* _Cose da fare_
A) Rispondi a queste domande sul testo che riguarda la ricercatrice italiana:
(i) In quale università ha studiato?
(ii) Quante donne seleziona ogni anno la lista "Inspiring Fifty"?
(iii) Secondo Silvestri, qual è il problema per sviluppare una tecnologia del genere in Italia?
B) Prosegui il testo sulla ricercatrice italiana e la ricerca in Olanda, partendo dopo la sua ultima frase.

Ingegnere elettronico (ha studiato all’Università di Roma Tor Vergata) con dottorato di ricerca in microelettronica conseguito in Olanda, la ricercatrice italiana figura anche nella lista delle “Inspiring Fifty” che ogni anno seleziona le 50 donne che hanno fatto la differenza nel settore tecnologico.

“Nel nostro istituto siamo quasi tutti italiani – continua Silvestri – ed è un peccato pensare che pensare che la maggior parte sono andati all’estero per cercare opportunità migliori, quando in realtà non c’è nulla che non avremmo potuto fare anche in Italia”. Perché, dunque, in Olanda è stato possibile e in Italia no? “In Olanda sono molto sensibili sul tema della medicina personalizzata, e ci sono molti investimenti in startup e istituti di ricerca. Qui, ho avuto l’appoggio dei professori senza dovermi preoccupare del budget, aiutata anche da una burocrazia molto snella che non complica la vita a chi vuole aprire una startup. Il governo olandese ha la possibilità di investire molto, a prescindere dai fondi Ue. Non significa che una tecnologia del genere non possa essere creata in Italia, il problema è avere la capacità economica di svilupparla e portarla sul mercato”.

* _Sezione dati_
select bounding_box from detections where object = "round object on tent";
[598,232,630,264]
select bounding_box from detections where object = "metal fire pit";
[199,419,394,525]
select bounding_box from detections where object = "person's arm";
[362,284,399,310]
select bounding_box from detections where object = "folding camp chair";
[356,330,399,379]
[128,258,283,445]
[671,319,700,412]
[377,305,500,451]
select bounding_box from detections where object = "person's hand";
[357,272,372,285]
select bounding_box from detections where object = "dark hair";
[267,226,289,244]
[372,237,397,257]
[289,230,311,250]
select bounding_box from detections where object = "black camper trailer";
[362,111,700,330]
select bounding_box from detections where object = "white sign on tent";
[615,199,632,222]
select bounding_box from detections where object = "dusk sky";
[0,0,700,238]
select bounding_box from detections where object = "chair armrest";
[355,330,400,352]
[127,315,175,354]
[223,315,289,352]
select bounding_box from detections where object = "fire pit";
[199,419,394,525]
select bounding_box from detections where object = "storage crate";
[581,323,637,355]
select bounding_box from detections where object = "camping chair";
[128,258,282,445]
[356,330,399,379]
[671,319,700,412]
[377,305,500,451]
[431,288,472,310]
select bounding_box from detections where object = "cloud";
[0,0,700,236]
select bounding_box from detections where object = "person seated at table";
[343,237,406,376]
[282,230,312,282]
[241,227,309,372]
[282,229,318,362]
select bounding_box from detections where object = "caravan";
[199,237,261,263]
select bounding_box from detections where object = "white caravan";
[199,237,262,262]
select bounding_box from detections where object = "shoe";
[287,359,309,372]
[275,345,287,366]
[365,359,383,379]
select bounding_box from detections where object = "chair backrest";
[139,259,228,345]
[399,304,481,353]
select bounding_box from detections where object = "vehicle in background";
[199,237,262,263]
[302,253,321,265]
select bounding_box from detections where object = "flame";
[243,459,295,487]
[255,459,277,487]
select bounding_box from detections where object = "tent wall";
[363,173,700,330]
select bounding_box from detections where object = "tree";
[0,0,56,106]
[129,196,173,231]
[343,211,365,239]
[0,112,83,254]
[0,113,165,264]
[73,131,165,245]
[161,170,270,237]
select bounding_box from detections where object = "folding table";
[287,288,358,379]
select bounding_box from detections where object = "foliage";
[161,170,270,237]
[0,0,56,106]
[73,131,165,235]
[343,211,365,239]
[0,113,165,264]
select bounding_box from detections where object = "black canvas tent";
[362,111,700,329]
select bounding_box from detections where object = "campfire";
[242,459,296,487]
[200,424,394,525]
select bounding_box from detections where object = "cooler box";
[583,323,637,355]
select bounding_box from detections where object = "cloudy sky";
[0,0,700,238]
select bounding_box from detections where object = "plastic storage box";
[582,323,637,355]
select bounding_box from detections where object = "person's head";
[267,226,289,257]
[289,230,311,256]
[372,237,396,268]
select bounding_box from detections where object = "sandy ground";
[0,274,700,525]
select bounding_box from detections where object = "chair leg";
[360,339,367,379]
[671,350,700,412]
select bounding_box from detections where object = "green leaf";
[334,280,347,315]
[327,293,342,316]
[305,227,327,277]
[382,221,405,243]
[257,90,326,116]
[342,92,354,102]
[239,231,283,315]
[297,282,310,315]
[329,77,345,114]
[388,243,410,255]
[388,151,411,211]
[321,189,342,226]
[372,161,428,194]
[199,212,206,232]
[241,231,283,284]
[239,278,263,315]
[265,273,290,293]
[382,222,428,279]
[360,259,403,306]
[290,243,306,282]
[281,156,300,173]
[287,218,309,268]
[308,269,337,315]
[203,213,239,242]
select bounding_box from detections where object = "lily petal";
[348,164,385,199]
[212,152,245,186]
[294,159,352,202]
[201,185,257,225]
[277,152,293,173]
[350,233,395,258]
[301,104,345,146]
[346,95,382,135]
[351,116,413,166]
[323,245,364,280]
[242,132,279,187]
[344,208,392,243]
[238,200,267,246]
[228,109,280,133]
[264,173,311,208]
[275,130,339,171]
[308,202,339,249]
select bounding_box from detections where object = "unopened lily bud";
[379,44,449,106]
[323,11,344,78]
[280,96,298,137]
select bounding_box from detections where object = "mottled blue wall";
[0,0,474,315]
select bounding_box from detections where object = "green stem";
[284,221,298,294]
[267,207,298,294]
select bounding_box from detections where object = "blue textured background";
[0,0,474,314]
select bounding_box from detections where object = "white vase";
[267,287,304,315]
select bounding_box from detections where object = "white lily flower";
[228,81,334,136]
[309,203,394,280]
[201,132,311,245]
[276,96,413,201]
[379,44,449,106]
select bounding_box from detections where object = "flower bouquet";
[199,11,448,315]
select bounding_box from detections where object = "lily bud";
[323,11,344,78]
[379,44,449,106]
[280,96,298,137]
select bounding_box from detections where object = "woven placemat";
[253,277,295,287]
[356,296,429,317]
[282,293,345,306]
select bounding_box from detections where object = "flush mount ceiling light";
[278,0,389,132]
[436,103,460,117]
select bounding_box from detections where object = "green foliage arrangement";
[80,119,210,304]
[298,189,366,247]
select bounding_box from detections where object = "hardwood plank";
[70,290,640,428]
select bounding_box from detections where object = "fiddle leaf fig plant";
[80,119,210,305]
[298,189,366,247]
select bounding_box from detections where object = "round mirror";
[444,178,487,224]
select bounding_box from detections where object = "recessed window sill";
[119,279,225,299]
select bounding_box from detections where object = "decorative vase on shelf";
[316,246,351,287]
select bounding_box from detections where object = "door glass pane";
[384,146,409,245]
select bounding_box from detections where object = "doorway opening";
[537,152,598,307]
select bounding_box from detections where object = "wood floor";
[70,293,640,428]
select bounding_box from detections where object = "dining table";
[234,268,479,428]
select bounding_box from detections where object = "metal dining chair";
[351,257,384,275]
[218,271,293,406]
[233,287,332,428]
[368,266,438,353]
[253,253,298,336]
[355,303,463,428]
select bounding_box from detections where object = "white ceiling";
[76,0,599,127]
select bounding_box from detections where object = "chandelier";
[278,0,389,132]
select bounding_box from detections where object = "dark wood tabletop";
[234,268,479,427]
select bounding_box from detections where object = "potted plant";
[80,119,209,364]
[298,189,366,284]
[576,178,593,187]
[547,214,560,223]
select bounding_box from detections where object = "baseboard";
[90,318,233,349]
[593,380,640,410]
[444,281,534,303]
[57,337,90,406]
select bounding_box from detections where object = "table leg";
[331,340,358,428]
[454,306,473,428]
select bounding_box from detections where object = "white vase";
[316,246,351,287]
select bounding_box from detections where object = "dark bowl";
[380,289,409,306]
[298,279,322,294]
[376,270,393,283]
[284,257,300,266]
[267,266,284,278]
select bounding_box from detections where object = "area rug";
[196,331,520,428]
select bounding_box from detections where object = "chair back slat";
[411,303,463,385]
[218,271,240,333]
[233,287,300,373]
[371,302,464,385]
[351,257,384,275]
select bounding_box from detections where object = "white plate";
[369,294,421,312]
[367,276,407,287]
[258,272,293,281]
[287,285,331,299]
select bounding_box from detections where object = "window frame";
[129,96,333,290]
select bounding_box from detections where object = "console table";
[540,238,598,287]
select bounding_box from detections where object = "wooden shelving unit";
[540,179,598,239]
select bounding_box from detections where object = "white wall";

* _Risposte per attività_
A)
(i) All'Università di Roma Tor Vergata.
(ii) 50.
(iii) Avere la capacità economica di svilupparla e portarla sul mercato.

B)
Bi/ond, spiega la ricercatrice, vuole cambiare il modo in cui i farmaci vengono sviluppati e per farlo fornisce ai biologi che lavorano in ospedali, istituti di ricerca e case farmaceutiche, un piccolo microchip che ‘imita’ le funzioni di un organo. “Immaginiamo di essere dei biologi che vogliono sviluppare una cura per il cuore – spiega la ricercatrice – i biologi possono inserire all’interno del chip le cellule e questo simulerà il funzionamento del cuore battendo con la stessa frequenza e comportandosi come se si trovasse all’interno del corpo. Questo permette di avere una risposta più corretta delle cellule nel momento in cui le sottoponiamo al test di nuovi farmaci”.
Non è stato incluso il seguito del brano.